Discovery of novel genes for improving protein quantity and grain texture by marker-mediated genetic analysis


Cereals & Oilseeds
Project code:
01 November 1999 - 30 April 2004
AHDB Cereals & Oilseeds.
AHDB sector cost:
£217,953 from HGCA (project no. 2233).
Project leader:
R BRADBURNE, A TURNER, L FISH, E O’CONNOR, D ARKELL and J W SNAPE, John Innes Centre, Norwich Research Park, Colney Lane, Norwich NR4 7UH



About this project


A series of precise genetic stocks of wheat were investigated to discover new, novel loci controlling grain texture and protein quantity, and grain size and shape, which would be of use for directed plant breeding by marker-assisted selection.

Analysis of a population of Hobbit Sib (Avalon 5A) recombinant substitution lines revealed two year-on-year consistent loci associated with both protein content and texture, although these were not statistically significant.

Analysis of Hobbit Sib (Avalon 5D) recombinant substitution lines revealed strong consistent associations, as expected, between the hardness locus, Ha, and grain texture, and between a quantitative trait locus (QTL) on the long arm and grain protein content. Both associations were statistically significant.

Analysis of a population of Hobbit Sib x Avalon recombinant inbred lines (RILs) revealed year-on-year consistent statistically significant QTL for protein content on chromosomes 1A and 6B, and for texture on 5D (Ha). Single-year significant QTL were found for protein content on chromosomes 6A and 7A.

> **Stored data entries**:
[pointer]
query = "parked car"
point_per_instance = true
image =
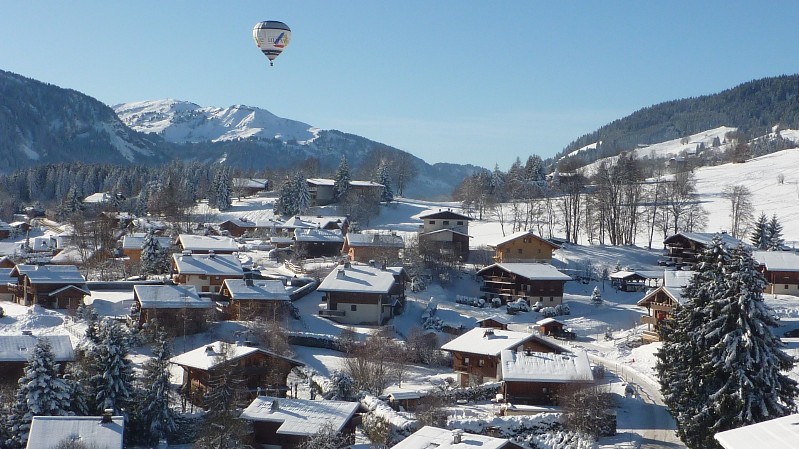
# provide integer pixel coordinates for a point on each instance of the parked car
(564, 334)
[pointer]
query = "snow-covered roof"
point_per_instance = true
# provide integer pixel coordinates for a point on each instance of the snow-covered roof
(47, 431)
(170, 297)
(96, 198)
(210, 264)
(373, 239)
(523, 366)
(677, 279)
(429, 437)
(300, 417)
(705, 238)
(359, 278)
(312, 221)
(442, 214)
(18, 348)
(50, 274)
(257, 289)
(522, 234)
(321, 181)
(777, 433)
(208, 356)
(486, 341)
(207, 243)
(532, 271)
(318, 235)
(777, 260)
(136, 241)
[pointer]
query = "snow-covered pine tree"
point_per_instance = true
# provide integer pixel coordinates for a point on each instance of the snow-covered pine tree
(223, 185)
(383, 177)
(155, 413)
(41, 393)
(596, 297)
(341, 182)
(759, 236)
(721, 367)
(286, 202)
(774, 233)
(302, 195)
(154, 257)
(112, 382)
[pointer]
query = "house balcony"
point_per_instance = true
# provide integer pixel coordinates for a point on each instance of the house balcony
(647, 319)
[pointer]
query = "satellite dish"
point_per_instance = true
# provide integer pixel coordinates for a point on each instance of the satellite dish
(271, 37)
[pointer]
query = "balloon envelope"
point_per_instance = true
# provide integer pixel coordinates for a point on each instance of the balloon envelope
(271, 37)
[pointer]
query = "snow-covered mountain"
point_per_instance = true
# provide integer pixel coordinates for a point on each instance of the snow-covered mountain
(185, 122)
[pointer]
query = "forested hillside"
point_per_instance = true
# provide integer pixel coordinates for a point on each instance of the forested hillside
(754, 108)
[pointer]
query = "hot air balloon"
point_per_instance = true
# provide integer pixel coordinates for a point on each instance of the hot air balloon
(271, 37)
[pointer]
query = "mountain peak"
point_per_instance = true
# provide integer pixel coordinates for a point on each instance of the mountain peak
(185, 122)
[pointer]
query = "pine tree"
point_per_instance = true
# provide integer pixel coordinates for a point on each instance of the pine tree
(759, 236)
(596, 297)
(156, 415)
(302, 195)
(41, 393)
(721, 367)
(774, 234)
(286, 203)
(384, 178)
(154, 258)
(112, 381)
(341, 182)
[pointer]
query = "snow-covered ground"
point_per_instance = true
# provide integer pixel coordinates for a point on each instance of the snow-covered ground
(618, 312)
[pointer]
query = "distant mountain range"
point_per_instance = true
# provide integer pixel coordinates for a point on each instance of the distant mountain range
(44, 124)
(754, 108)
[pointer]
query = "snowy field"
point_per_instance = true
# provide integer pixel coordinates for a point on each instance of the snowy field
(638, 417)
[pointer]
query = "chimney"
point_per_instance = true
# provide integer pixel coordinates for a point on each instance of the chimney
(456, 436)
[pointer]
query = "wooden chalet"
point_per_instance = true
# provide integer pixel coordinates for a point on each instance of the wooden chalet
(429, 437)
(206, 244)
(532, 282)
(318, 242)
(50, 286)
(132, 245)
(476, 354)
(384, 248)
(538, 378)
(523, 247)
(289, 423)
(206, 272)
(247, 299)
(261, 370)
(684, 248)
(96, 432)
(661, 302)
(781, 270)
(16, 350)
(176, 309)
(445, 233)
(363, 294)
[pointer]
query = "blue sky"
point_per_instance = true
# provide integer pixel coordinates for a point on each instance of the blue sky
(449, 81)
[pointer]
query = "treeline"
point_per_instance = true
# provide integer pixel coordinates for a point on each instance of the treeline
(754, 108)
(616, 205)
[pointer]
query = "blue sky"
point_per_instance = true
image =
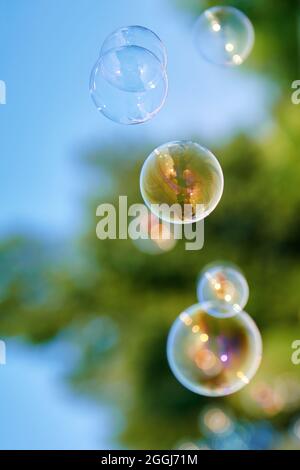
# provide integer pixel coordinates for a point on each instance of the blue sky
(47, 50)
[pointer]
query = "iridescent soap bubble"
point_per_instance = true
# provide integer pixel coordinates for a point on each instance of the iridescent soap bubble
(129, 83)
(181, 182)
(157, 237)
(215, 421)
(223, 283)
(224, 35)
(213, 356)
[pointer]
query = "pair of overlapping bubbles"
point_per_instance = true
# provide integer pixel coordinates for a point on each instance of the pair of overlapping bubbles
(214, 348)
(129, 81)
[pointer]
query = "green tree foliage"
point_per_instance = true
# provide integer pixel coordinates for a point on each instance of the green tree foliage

> **Work item**:
According to the wheat genetics project summary, on which chromosomes did the Hobbit Sib x Avalon recombinant inbred lines show year-on-year consistent, statistically significant QTL for protein content?

> **Answer section**:
Chromosomes 1A and 6B.